Given task
Convert the rows from the start through the line containing "x=1108, y=783" into a two-column CSV with the headers instruction and points, one CSV line per row, putting each row's text in one quoted field and its answer in another, with line breaks turned into spaces. Leave the pictures out.

Records supplied
◆ ◆ ◆ ◆
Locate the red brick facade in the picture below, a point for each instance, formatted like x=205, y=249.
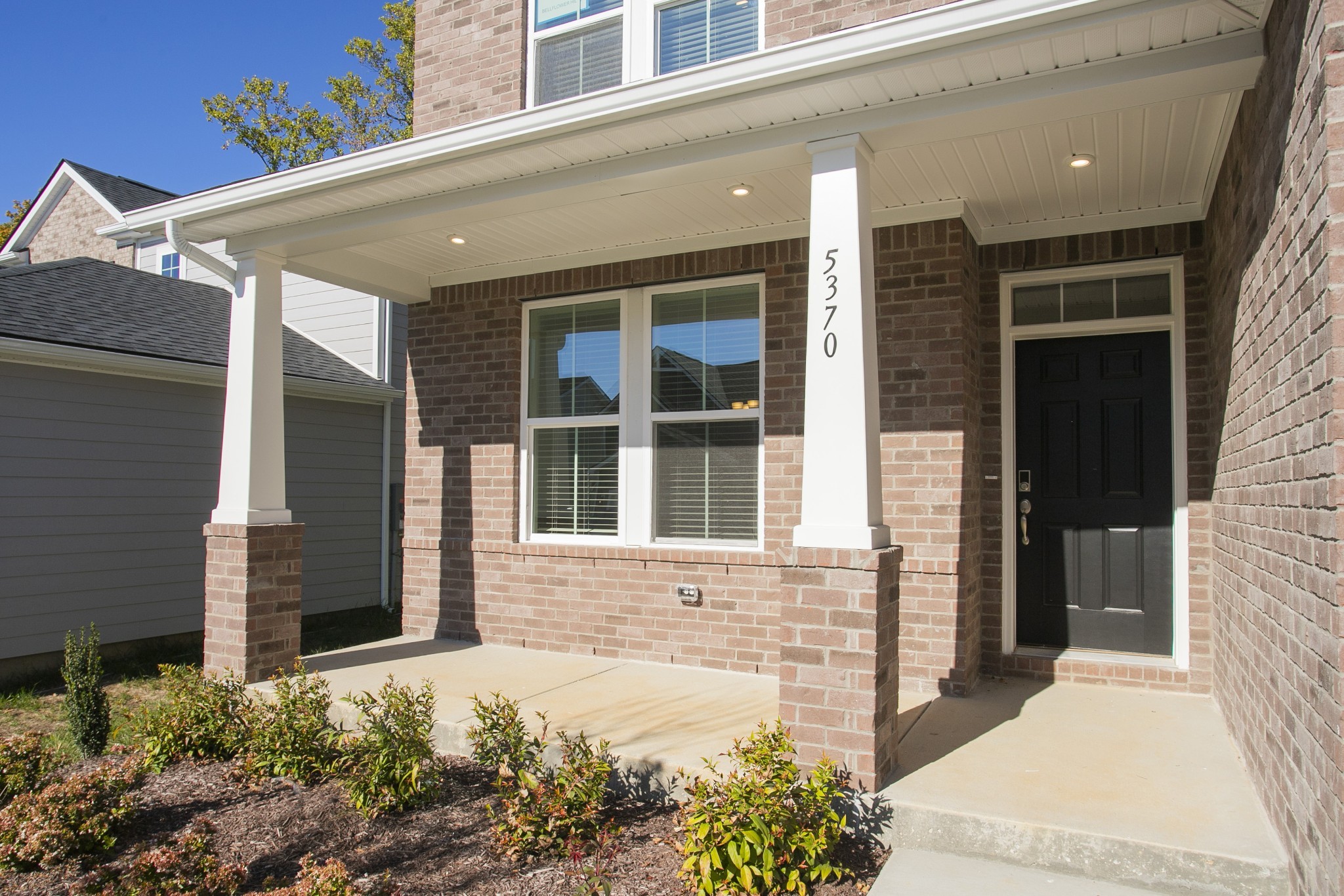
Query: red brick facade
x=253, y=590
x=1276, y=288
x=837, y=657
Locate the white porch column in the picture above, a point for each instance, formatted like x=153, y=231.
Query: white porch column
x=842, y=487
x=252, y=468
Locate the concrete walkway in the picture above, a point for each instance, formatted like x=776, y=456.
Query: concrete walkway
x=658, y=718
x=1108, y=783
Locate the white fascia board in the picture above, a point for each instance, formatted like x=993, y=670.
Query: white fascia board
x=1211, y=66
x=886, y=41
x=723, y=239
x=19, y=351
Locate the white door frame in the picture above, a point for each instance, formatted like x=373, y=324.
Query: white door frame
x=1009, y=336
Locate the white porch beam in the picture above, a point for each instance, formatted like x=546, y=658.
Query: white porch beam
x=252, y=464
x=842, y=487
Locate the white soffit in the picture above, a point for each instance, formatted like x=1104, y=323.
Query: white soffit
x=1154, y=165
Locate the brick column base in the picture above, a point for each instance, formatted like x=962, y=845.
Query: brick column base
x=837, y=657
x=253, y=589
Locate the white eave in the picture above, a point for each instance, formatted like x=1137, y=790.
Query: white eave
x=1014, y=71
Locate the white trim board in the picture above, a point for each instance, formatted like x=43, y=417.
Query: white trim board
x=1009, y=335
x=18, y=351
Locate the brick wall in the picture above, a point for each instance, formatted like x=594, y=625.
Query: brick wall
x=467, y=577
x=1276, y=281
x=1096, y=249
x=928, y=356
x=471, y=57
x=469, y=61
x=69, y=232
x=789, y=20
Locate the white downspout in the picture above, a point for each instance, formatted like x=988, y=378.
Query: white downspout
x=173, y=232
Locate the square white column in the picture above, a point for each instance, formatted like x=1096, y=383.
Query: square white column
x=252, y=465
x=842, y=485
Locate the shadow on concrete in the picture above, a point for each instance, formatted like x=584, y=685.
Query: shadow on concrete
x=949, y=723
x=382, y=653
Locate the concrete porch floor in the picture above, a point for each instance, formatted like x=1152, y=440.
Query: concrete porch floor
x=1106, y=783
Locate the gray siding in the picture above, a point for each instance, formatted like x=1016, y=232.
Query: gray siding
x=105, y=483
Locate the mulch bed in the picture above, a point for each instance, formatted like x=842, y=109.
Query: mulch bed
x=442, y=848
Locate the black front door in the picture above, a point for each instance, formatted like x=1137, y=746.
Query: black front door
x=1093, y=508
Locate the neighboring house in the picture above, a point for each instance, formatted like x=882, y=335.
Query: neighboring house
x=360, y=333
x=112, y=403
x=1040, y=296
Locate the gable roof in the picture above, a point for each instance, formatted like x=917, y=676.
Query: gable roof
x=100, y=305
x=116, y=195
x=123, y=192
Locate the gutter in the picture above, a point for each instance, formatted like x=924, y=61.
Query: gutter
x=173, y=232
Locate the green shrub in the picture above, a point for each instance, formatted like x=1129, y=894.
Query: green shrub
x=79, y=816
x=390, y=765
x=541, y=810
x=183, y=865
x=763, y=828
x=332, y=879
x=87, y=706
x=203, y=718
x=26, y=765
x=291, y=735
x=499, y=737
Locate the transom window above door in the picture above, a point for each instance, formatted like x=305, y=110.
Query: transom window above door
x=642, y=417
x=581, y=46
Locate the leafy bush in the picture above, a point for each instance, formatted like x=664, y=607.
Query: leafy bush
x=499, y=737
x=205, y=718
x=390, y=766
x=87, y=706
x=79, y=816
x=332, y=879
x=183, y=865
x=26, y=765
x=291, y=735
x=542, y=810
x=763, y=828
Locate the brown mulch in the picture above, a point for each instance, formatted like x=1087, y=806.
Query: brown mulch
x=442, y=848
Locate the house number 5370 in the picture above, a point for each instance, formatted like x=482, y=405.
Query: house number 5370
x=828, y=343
◆ ◆ ◆ ◆
Output for this task
instruction,points
"Locate the red brick facade in the picture below, a point for each instance, formatted like x=205, y=249. Query: red brick facade","x=253, y=590 x=1276, y=288 x=837, y=657"
"Locate the white porch column in the picture above, a point for each instance, formatted like x=153, y=231. Query: white porch column","x=842, y=487 x=252, y=468"
"Locate the concrete walkway in the picture above, a point for each instance, formatted like x=776, y=456. Query: concrete walkway","x=658, y=718 x=1108, y=783"